## EXERCISE BRIEF:
Exact repetition, please: start with the line where "Exercise. Tag every instance of the dark" appears and stop after the final line of the records.

[Point localization data]
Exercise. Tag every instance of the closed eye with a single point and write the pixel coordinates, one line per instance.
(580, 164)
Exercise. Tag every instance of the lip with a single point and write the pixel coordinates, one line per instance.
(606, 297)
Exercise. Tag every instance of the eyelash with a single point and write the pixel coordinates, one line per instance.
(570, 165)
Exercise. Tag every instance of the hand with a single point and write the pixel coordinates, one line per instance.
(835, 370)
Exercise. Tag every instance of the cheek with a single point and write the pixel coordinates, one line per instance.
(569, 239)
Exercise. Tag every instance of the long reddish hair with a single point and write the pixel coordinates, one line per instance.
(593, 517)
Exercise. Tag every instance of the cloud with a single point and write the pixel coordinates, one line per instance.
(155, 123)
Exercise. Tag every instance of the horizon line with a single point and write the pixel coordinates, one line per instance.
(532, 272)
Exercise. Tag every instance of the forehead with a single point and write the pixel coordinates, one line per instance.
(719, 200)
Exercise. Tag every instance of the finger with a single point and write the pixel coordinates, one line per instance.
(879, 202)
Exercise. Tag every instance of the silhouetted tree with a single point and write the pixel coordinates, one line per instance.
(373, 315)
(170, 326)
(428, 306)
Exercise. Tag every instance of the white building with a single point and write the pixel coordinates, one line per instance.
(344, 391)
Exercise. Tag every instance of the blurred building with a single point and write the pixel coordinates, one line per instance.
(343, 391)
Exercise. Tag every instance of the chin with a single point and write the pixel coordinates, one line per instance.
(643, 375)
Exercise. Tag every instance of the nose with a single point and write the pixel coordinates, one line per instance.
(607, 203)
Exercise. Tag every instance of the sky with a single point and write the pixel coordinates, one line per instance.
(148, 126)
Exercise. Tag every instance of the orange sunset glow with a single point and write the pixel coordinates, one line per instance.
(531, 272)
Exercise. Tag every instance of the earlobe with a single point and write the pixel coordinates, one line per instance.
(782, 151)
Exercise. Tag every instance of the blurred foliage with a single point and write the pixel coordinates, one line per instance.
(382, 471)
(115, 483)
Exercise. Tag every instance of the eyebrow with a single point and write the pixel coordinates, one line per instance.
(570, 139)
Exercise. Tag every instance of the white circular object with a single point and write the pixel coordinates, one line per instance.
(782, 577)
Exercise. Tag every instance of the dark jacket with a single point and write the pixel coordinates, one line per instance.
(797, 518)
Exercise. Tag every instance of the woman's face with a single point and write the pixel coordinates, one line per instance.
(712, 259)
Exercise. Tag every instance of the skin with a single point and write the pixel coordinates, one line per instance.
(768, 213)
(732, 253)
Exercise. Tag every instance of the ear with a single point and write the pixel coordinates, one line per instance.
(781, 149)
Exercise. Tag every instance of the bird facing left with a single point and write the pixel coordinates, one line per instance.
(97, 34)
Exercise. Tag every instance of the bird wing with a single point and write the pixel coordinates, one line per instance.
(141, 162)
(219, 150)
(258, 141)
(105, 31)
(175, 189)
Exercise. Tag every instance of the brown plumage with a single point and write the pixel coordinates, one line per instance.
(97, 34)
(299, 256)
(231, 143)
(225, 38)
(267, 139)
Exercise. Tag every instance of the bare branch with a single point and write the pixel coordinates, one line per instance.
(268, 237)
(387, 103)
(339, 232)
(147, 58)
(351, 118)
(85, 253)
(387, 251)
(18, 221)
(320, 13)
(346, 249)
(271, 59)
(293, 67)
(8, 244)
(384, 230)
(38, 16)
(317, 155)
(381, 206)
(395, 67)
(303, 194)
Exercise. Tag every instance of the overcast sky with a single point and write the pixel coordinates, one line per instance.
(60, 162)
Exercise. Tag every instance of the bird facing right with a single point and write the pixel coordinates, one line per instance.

## WRITTEN ANSWER:
Exercise. Tag every instance of the dark jacket with a single point and write the pixel coordinates, one line per instance.
(797, 518)
Exercise. Tag every instance of the woman's face with a single point and write the pixel coordinates, one line per instance.
(712, 259)
Exercise. Tag every instance of the skin with a single point and write the pixel coordinates, one line per instance.
(768, 213)
(732, 253)
Exercise. Tag every instance of the ear with a single point and write the pixel coordinates, one line per instance.
(781, 149)
Exercise. Tag every instance of the bird facing left with a single point and write the pixel coordinates, one line per instance.
(97, 34)
Exercise. Tag every instance of the bird wing with a single point and write the pixel coordinates, one line per instance.
(141, 162)
(219, 150)
(258, 141)
(105, 31)
(175, 189)
Exercise. Tag every instance of the brown plumage with a single point and write the pixel coordinates, one line per instance.
(97, 34)
(299, 256)
(231, 143)
(225, 38)
(267, 139)
Exercise. Tag every instance of the bare branch with a single point and write the pixel coordinates, one line per instance.
(268, 237)
(387, 103)
(339, 232)
(147, 58)
(351, 118)
(85, 253)
(387, 251)
(18, 221)
(320, 13)
(346, 249)
(271, 59)
(293, 67)
(8, 244)
(384, 230)
(38, 16)
(317, 155)
(381, 206)
(395, 67)
(303, 194)
Exercise. Tag every instance of the overcast sky with a single point and write the pixel coordinates, one line per instance.
(60, 162)
Exercise. Tag every instance of the bird facing right with a single point and write the pixel coordinates, one line per instance.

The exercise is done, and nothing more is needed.